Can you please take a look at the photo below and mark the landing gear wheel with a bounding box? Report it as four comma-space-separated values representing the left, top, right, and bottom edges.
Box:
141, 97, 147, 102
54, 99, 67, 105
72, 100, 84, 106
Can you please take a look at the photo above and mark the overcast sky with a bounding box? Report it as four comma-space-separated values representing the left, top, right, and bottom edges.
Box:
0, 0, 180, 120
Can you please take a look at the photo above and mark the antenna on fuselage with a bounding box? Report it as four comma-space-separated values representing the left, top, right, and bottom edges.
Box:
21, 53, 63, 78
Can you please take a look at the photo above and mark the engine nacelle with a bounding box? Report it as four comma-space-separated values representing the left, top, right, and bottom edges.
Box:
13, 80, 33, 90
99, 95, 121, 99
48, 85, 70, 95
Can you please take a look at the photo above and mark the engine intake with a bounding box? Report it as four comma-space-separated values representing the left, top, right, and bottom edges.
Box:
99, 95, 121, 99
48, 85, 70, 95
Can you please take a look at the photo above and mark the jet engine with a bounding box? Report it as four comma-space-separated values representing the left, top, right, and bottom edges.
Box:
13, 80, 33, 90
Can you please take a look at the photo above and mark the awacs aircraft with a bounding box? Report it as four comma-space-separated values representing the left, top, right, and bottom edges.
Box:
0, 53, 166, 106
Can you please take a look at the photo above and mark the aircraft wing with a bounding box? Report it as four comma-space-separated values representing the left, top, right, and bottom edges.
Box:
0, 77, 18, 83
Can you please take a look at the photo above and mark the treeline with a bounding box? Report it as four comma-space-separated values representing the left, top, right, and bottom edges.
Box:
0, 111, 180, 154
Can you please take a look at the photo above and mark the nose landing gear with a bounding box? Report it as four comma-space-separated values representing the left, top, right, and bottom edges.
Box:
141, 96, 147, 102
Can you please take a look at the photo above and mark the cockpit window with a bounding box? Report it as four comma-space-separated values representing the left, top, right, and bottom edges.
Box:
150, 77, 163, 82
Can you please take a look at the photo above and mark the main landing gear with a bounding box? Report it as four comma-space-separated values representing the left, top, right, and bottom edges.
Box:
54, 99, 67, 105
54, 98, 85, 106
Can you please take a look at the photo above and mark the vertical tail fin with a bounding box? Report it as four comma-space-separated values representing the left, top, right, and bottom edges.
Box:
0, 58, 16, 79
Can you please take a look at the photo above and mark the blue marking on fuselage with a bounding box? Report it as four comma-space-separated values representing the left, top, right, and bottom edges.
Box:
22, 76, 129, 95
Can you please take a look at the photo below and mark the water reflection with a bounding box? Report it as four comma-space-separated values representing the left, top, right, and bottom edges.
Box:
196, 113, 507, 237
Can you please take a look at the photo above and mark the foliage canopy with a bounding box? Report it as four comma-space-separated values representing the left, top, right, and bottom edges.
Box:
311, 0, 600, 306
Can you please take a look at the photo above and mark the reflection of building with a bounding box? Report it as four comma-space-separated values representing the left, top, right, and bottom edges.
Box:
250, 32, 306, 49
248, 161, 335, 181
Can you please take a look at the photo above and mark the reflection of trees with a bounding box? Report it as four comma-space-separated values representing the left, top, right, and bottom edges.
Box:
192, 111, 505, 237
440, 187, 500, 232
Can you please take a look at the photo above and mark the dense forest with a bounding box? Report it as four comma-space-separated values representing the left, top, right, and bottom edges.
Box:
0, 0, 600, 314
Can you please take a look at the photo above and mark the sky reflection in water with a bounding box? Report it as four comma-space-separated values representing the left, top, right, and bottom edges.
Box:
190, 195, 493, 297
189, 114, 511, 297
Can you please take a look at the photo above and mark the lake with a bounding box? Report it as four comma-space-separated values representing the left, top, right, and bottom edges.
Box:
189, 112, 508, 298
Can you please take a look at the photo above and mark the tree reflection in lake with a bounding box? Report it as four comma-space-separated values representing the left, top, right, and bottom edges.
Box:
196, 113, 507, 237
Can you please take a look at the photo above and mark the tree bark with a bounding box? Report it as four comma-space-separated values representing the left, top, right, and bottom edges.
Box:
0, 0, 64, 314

□ □ □ □

• What is asked: Return all of the material above word for word, leaving every line unchanged.

• Result of this exercise:
Can you please take a look at the photo below and mark the landing gear wheel with a bounding box? Report it as four comma-space-separated values representing the left, top, right, and bottom edges.
Box:
141, 97, 147, 102
54, 99, 67, 105
72, 100, 84, 106
Can you please take a look at the photo above and mark the overcast sky with a bounding box? Report it as four comma-space-separated values representing the left, top, right, and bottom edges.
Box:
0, 0, 180, 120
Can you please take a look at the photo above and mark the antenna on fuselage with a bounding box? Report it as four comma-space-separated values representing the left, top, right, and bottom edges.
Box:
21, 53, 63, 78
Can you please take a look at the photo above and mark the engine nacelle with a bounding box? Report it as four comma-space-separated values representing the left, top, right, and bottom edges.
Box:
13, 80, 33, 90
99, 95, 121, 99
48, 85, 70, 95
Can you please take a look at the photo above and mark the engine intake with a bounding box? Report it as four comma-space-separated values representing the left, top, right, and bottom edges.
Box:
99, 95, 121, 99
48, 85, 70, 95
Can you please take a look at the photo above and mark the jet engine with a bounding box? Report it as four comma-space-separated values representing the left, top, right, and bottom edges.
Box:
13, 80, 33, 90
Can you please take a look at the photo above and mark the awacs aircraft with a bounding box? Report it as four comma-space-separated values representing the left, top, right, and bottom edges.
Box:
0, 53, 166, 106
Can you please take a look at the photo above and mark the aircraft wing with a bounding box? Report it as four comma-space-separated values representing the left, top, right, and bottom edges.
Box:
0, 77, 18, 83
Can you please take a look at the photo above and mark the treeline with a bounding box? Report it as four comma-space-separated values representing the left, top, right, and bottom edges.
Box:
0, 111, 180, 154
Can you please take a look at the photo above and mark the nose landing gear with a bounding box? Report it as four comma-space-separated values representing the left, top, right, and bottom edges.
Box:
141, 96, 147, 102
Can you please take a look at the photo above and mark the cockpit window with a bounding box? Report it as four comma-space-separated values representing the left, top, right, and bottom edges.
Box:
150, 77, 163, 82
Can you please take a look at the photo above and mark the main landing gear with a bounding box? Report it as four comma-space-separated values representing the left, top, right, and bottom edges.
Box:
54, 99, 67, 105
54, 98, 85, 106
Can you please take a look at the photo above and mark the vertical tail fin with a bounding box? Report it as four comma-space-separated values representing the left, top, right, and bottom edges.
Box:
0, 58, 16, 79
Can you please take a look at the photo above and mark the blue marking on fuselage with a bounding box? Report it as four comma-space-separated values representing the left, top, right, and bottom edges.
Box:
22, 76, 129, 95
Can you please take a look at the photo below and mark the water reflection with a bounding box? Report it as four comma-space-separated values representing the left, top, right, and bottom edges.
Box:
196, 113, 507, 237
Can you please take a look at the photo above and mark the foliage canopy with a bounding box? Report it as four comma-space-separated values representing the left, top, right, and bottom edges.
Box:
311, 0, 600, 306
Can you please take a look at the photo above and mark the reflection of building with a bounding box? Report it as four comma-space-separated values representing the left, top, right, and bottom edges.
Box:
250, 32, 306, 49
248, 161, 335, 181
Can you please take a look at the photo above and mark the reflection of trees with a bounding box? Report it as four comma-space-separated values representing the left, top, right, and bottom edges.
Box:
192, 111, 505, 237
440, 187, 500, 232
Can you please take a look at the photo above and mark the dense forest with a bounding box? Report it as four comma-space-separated values representing the left, top, right, and bottom edges.
Box:
0, 0, 600, 314
Can you please take a look at the photo above and mark the sky reflection in water with a bounding box? Report it as four comma-space-separated values representing the left, top, right, and bottom edges.
Box:
190, 195, 493, 297
189, 114, 511, 297
Can you please take a look at the photo above and mark the lake with a bounding box? Report it as four comma-space-separated values representing the left, top, right, and bottom edges.
Box:
189, 112, 508, 298
Can you please take a look at the photo above and mark the tree reflection in lake with a bounding box? Report it as four comma-space-separated values representing the left, top, right, and bottom edges.
Box:
196, 113, 507, 237
Can you please take a look at the photo above and mark the tree bark with a bounding box? Report it as four comma-space-separated values representing the left, top, right, and bottom edges.
Box:
0, 0, 64, 314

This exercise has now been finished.